### What to work on
Will you transcribe the entries that follow, exactly and in full?

### Collected data
* start *

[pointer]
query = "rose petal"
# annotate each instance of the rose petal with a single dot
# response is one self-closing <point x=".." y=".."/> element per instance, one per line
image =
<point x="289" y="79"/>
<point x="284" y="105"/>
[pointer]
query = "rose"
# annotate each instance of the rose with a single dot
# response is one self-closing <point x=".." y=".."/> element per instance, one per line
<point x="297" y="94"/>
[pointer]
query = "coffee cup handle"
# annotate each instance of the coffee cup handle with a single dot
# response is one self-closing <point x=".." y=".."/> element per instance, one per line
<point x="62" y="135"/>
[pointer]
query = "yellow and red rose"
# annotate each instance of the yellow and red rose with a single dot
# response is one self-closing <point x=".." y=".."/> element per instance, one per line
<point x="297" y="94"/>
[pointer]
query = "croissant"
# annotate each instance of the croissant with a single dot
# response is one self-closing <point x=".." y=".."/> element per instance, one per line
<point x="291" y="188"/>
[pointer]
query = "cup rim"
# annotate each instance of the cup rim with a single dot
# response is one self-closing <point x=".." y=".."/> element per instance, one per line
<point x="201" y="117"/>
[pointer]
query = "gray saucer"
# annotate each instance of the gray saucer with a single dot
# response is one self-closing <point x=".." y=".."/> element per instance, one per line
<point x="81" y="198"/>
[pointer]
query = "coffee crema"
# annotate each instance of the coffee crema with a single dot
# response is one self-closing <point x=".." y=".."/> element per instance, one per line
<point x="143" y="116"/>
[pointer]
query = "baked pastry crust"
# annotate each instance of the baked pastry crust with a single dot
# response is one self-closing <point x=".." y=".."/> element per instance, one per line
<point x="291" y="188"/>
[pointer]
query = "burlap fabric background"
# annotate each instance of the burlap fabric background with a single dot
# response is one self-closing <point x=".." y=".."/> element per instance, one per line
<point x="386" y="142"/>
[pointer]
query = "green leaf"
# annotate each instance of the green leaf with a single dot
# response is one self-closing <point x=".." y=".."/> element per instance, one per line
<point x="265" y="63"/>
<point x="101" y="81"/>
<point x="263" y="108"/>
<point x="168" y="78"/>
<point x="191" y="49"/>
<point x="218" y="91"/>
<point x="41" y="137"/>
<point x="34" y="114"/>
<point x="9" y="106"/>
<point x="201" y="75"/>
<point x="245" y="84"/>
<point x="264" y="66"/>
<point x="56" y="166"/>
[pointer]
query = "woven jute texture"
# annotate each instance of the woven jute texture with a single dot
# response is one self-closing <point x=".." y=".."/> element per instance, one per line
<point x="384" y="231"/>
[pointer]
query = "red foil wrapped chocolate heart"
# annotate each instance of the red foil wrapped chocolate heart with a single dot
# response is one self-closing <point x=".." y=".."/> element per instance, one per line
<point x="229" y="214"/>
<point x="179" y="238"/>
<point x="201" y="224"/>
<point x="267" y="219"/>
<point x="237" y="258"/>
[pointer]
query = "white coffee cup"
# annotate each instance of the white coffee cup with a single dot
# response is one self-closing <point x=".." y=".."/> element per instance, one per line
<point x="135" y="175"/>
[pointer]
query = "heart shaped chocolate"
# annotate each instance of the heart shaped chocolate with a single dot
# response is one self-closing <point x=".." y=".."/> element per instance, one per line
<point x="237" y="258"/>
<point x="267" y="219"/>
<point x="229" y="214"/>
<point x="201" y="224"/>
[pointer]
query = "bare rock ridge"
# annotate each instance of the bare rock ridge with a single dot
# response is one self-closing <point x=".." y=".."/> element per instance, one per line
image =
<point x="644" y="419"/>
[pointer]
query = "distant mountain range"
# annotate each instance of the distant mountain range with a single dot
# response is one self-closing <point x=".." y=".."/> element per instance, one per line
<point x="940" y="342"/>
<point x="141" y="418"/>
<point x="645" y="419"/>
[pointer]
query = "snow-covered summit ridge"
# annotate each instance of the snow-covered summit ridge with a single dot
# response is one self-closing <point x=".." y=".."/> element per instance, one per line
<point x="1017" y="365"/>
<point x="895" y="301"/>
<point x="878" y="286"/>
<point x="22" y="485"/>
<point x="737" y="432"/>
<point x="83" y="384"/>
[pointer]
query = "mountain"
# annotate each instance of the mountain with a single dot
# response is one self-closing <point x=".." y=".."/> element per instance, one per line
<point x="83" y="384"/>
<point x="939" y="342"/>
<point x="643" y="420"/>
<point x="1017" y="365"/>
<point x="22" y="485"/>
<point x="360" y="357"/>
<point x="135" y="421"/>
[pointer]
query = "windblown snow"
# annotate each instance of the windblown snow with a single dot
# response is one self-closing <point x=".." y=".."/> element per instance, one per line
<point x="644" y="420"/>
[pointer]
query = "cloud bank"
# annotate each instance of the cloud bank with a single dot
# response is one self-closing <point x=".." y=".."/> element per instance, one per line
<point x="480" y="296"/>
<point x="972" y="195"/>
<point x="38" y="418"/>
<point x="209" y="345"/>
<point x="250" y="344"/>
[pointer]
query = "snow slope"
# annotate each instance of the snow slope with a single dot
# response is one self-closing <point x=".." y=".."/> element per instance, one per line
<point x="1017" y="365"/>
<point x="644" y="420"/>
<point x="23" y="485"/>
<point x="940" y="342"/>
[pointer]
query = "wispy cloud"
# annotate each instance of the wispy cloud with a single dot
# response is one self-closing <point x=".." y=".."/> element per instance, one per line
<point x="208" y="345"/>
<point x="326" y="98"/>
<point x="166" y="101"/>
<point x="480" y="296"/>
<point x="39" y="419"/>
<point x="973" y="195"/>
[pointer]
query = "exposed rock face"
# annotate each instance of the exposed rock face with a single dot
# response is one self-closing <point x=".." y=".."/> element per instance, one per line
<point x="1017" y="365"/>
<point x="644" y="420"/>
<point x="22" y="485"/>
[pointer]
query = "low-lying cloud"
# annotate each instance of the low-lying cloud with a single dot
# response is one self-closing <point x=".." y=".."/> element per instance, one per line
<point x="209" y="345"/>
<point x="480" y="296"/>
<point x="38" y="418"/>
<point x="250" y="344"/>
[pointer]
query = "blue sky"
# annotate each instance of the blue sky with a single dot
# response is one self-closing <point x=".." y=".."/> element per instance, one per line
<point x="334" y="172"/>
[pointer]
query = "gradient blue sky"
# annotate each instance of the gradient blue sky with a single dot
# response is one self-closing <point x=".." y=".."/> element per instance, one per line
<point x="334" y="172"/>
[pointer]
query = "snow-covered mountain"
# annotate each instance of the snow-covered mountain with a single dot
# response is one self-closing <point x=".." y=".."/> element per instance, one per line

* end *

### Exercise solution
[pointer]
query = "rose petal"
# annotate each instance of the rose petal with a single dot
# response is one self-closing <point x=".." y=".."/> element per instance, one per line
image =
<point x="289" y="79"/>
<point x="284" y="105"/>
[pointer]
query = "rose"
# annotate each instance of the rose with a single dot
# response is one self-closing <point x=".." y=".."/> element per instance, one per line
<point x="297" y="94"/>
[pointer]
query = "coffee cup handle"
# annotate each instance of the coffee cup handle with a single dot
# response is one self-closing <point x=".." y=".."/> element per instance, one per line
<point x="62" y="135"/>
[pointer]
query = "yellow and red rose"
# annotate each instance of the yellow and red rose with a single dot
# response is one self-closing <point x=".." y=".."/> element per instance, one per line
<point x="297" y="94"/>
[pointer]
query = "croissant"
# annotate each instance of the croissant with a single dot
# response is one self-closing <point x=".." y=".."/> element per instance, one per line
<point x="291" y="188"/>
[pointer]
query = "cup rim"
# annotate each instance of the cup rim with a single dot
# response is one self-closing <point x=".." y=".."/> element per instance, one per line
<point x="201" y="117"/>
[pointer]
query = "gray saucer"
# annotate each instance of the gray saucer with a single dot
# response is one self-closing <point x=".." y=".."/> element per instance, one per line
<point x="81" y="198"/>
[pointer]
query = "coffee crema"
# annotate each instance of the coffee crema with a single dot
# response is one self-closing <point x=".." y=".."/> element per instance, one per line
<point x="143" y="116"/>
[pointer]
query = "baked pastry crust"
# annotate each instance of the baked pastry crust with a single dot
# response is one self-closing <point x=".." y=".."/> element per instance, one per line
<point x="291" y="188"/>
[pointer]
query = "burlap fabric background"
# annotate each instance of the burlap fabric background with a single dot
# response is one self-closing <point x=".." y=".."/> element per instance, one per line
<point x="386" y="142"/>
[pointer]
query = "green leaf"
# annotate each instance of the green leaf with a single dot
# response is one self-closing <point x=".." y=".."/> element per instance, one per line
<point x="265" y="63"/>
<point x="101" y="81"/>
<point x="263" y="108"/>
<point x="168" y="78"/>
<point x="191" y="49"/>
<point x="218" y="91"/>
<point x="41" y="137"/>
<point x="34" y="114"/>
<point x="9" y="106"/>
<point x="201" y="75"/>
<point x="245" y="84"/>
<point x="264" y="66"/>
<point x="56" y="166"/>
[pointer]
query = "woven jute texture"
# annotate each instance of the woven jute texture with a single dot
# response is one self-closing <point x=".." y=".."/> element per instance, one per line
<point x="384" y="231"/>
[pointer]
query = "red foil wrapped chocolate heart"
# annotate each instance of the red foil wrapped chocolate heart with a single dot
# response is one self-closing <point x=".." y=".."/> element per instance, one per line
<point x="229" y="214"/>
<point x="179" y="238"/>
<point x="201" y="224"/>
<point x="267" y="219"/>
<point x="237" y="258"/>
[pointer]
query = "white coffee cup"
# annotate each instance of the white coffee cup with a single dot
# response is one self-closing <point x=".." y=".."/> element per instance, one per line
<point x="135" y="175"/>
[pointer]
query = "heart shaped chocolate"
# annotate each instance of the heart shaped chocolate with a single dot
# response is one self-closing <point x=".." y=".."/> element per instance, one per line
<point x="237" y="258"/>
<point x="267" y="219"/>
<point x="229" y="214"/>
<point x="201" y="224"/>
[pointer]
query = "bare rock ridge"
# annotate each instance of the bare rock ridge with a single dot
# response is one self-closing <point x=".." y=".."/> element per instance, one per line
image =
<point x="644" y="419"/>
[pointer]
query = "distant mountain range"
# annotate each instance of the distant mountain range with a single dot
# response is one self-closing <point x=".." y=".."/> element per instance, one per line
<point x="940" y="342"/>
<point x="141" y="418"/>
<point x="645" y="419"/>
[pointer]
query = "snow-covered summit ridge"
# annotate each instance of the snow-covered summit ridge with a single dot
# response is one self-closing <point x=".." y=".."/> element per instance, one per line
<point x="1017" y="365"/>
<point x="895" y="301"/>
<point x="878" y="286"/>
<point x="22" y="485"/>
<point x="737" y="432"/>
<point x="83" y="384"/>
[pointer]
query = "mountain"
# annotate each instance of the mountain with a single dot
# response is one self-closing <point x=".." y=".."/> element per instance, one per line
<point x="83" y="384"/>
<point x="939" y="342"/>
<point x="643" y="420"/>
<point x="1017" y="365"/>
<point x="22" y="485"/>
<point x="360" y="357"/>
<point x="135" y="421"/>
[pointer]
query = "windblown snow"
# annotate each instance of the windblown snow with a single dot
# response is one self-closing <point x=".." y=".."/> element per instance, one per line
<point x="644" y="420"/>
[pointer]
query = "cloud bank"
# annotate each instance of the cloud bank with a single dot
# response is one self-closing <point x=".." y=".."/> element per instance, one per line
<point x="480" y="296"/>
<point x="972" y="195"/>
<point x="38" y="418"/>
<point x="209" y="345"/>
<point x="250" y="344"/>
[pointer]
query = "snow slope"
# annotate each instance of the snow slope with a single dot
# response is one self-closing <point x=".." y=".."/> element per instance, one per line
<point x="1017" y="365"/>
<point x="644" y="420"/>
<point x="23" y="485"/>
<point x="940" y="342"/>
[pointer]
query = "wispy cloud"
# annotate each instance of the wispy cloud with a single dot
# response is one self-closing <point x=".." y=".."/> element per instance, one per line
<point x="208" y="345"/>
<point x="326" y="98"/>
<point x="166" y="101"/>
<point x="480" y="296"/>
<point x="39" y="419"/>
<point x="973" y="195"/>
[pointer]
query = "exposed rock face"
# annotate each instance of the exposed rock face with a single dot
# response is one self-closing <point x=".." y=".."/> element per instance, one per line
<point x="1017" y="365"/>
<point x="644" y="420"/>
<point x="22" y="485"/>
[pointer]
query = "low-lying cloud"
# annotate each instance of the low-lying cloud with a single dot
# response is one self-closing <point x=".." y=".."/> element per instance, one per line
<point x="209" y="345"/>
<point x="480" y="296"/>
<point x="38" y="418"/>
<point x="250" y="344"/>
[pointer]
query = "blue sky"
# annotate each instance of the blue sky with a single dot
# response is one self-closing <point x=".." y=".."/> element per instance, one per line
<point x="334" y="172"/>
[pointer]
query = "gradient blue sky"
# annotate each instance of the gradient blue sky with a single dot
# response is one self-closing <point x=".." y=".."/> element per instance, one per line
<point x="334" y="172"/>
[pointer]
query = "snow-covered mountain"
# annotate each instance of the snow-covered mountain with a single dot
# response is one self-closing <point x=".." y=".."/> element per instance, one per line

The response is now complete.